>> Start RECORDS PROVIDED

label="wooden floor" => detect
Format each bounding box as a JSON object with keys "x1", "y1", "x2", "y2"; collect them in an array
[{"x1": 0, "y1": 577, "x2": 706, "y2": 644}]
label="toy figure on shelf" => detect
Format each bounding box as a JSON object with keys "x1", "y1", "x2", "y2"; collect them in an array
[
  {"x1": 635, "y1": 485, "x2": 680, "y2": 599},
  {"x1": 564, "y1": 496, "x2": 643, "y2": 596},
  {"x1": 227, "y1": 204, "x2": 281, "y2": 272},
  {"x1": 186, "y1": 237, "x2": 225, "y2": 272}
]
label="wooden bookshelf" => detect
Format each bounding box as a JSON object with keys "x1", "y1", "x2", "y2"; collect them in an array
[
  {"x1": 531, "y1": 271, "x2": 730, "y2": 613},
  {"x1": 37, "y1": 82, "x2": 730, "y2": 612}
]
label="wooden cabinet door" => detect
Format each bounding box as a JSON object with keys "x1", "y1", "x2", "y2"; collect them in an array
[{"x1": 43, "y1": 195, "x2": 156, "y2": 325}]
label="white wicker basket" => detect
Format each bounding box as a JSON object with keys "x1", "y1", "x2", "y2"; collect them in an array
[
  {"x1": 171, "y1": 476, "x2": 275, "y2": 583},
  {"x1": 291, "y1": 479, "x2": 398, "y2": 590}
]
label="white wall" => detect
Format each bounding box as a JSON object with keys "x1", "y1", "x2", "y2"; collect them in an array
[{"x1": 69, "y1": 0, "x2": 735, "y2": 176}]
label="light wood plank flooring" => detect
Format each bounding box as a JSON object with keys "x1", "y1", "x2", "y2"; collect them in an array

>> End RECORDS PROVIDED

> _WRITTEN PROBLEM_:
Reproduce every row above verbatim, leaving each character unchanged.

> _WRITTEN RESPONSE_:
label="wooden floor" => detect
Format each bounding box as a JSON object with keys "x1", "y1", "x2", "y2"; collect them in an array
[{"x1": 0, "y1": 577, "x2": 706, "y2": 644}]
label="toy figure on shelf" => detect
Format each bounding box as a JSON object with keys "x1", "y1", "x2", "y2"; collect them in an array
[
  {"x1": 635, "y1": 485, "x2": 680, "y2": 599},
  {"x1": 564, "y1": 496, "x2": 643, "y2": 596},
  {"x1": 227, "y1": 204, "x2": 281, "y2": 272},
  {"x1": 186, "y1": 237, "x2": 225, "y2": 272}
]
label="wooden bookshelf" => detect
Format each bounding box as a JSON object with keys "x1", "y1", "x2", "y2"; collect them in an array
[
  {"x1": 531, "y1": 271, "x2": 730, "y2": 613},
  {"x1": 37, "y1": 82, "x2": 730, "y2": 612}
]
label="wooden cabinet door" => detect
Format each bounding box as a JSON object with keys "x1", "y1", "x2", "y2"; collect them in an array
[{"x1": 43, "y1": 195, "x2": 156, "y2": 325}]
label="white wicker basket" => detect
Format each bounding box as a JSON object with keys "x1", "y1", "x2", "y2"; collect them in an array
[
  {"x1": 171, "y1": 476, "x2": 275, "y2": 583},
  {"x1": 291, "y1": 479, "x2": 398, "y2": 590}
]
label="white wall" => detect
Format each bounding box as a JSON object with keys "x1", "y1", "x2", "y2"; collect them in an array
[{"x1": 69, "y1": 0, "x2": 735, "y2": 176}]
label="light wood plank flooring" => detect
Format each bounding box as a JSON object with keys "x1", "y1", "x2", "y2"; collect them in an array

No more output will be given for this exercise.